**Task set**
a) Please copy the SQL notes below word for word, between "What if we want to see rental information only" and "customer_id NOT IN(1,2)", inclusive.
b) In the SQL notes below, turn the paragraph beginning "Thre expression returns true" into a short list that keeps its main facts.
c) Decide whether each statement agrees with the SQL notes below. Answer yes or no, and quote the words that settle it.
(i) The IN operator can be used with NOT.
(ii) The list of values given to IN can only hold numbers or strings.
(iii) The query used to see the table columns and datatypes returns a single row.

── Passage provided ──

Check a value against a range of dates:

    SELECT amount,payment_date FROM customer_table
    WHERE payment_date BETWEEN '2007-02-07' and '2007-02-15'

**IN**

use the IN operator with the where clause to check is a value matches any value in a list of values. 

    value IN(value1,value2,...)
    
Thre expression returns true if the value matches any value in the list. The list of values is not limited to a list of numbers or strings BUT also a result set of a select query statement. aka the select value within the value IN statement is considered a SUBQUERY

    value IN(SELECT value FROM tbl_name);
    
Value in can accept the NOT operator to adjust the value IN statement (use: value NOT IN() from table_name), just like between. This is very similar to writing for loops. such as WHERE cunstomer_id IN (7,9,13) is the same thing as Where customer_id = 7 OR customer_id = 13 OR customer_id = 10 :


Examples:

to see the table columns and datatypes:

    SELECT * FROM rental_table
    LIMIT 1;
    
What if we want to see rental information only from one and two

    SELECT customer_id,rental_id,return_date
    FROM rental_table
    WHERE customer_id IN(1,2)
    ORDER BY return_date DESC;
    
What if we want to see rental information from everyone except one and two

    SELECT customer_id,rental_id,return_date
    FROM rental_table
    WHERE customer_id NOT IN(1,2)

───
── Excerpted records ──

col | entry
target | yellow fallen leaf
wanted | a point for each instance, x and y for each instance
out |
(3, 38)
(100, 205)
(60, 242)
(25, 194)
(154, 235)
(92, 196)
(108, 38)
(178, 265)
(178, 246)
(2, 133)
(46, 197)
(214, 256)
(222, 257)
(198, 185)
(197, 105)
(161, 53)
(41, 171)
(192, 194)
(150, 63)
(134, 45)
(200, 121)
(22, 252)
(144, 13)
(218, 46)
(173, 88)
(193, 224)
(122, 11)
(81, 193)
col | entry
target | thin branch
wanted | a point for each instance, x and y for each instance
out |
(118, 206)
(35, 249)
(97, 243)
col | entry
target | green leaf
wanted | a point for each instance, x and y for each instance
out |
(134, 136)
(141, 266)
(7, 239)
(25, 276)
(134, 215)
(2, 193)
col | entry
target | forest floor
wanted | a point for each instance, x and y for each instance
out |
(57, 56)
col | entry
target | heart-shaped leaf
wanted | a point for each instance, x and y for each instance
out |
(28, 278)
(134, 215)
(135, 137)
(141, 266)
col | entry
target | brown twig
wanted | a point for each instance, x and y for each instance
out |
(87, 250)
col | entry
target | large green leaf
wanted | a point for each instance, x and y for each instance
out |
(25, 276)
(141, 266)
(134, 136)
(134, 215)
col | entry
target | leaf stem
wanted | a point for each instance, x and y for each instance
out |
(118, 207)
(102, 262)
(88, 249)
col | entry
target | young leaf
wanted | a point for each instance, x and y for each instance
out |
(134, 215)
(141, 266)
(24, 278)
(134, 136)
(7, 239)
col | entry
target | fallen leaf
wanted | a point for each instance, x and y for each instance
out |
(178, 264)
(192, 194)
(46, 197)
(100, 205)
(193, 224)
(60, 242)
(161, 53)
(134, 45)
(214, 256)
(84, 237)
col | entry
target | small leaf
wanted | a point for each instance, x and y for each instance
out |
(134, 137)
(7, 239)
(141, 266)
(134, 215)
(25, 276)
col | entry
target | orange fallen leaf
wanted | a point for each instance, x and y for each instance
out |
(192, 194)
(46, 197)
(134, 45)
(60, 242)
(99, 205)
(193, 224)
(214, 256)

───

**Answers given**
a)
What if we want to see rental information only from one and two

    SELECT customer_id,rental_id,return_date
    FROM rental_table
    WHERE customer_id IN(1,2)
    ORDER BY return_date DESC;
    
What if we want to see rental information from everyone except one and two

    SELECT customer_id,rental_id,return_date
    FROM rental_table
    WHERE customer_id NOT IN(1,2)

b)
- The expression is true when the value matches any value in the list.
- The list can hold numbers or strings, and it can also be the result set of a SELECT query.
- A SELECT placed inside the IN statement is a subquery.

c)
(i) Yes: "Value in can accept the NOT operator to adjust the value IN statement"
(ii) No: "The list of values is not limited to a list of numbers or strings BUT also a result set of a select query statement"
(iii) Yes: "LIMIT 1;"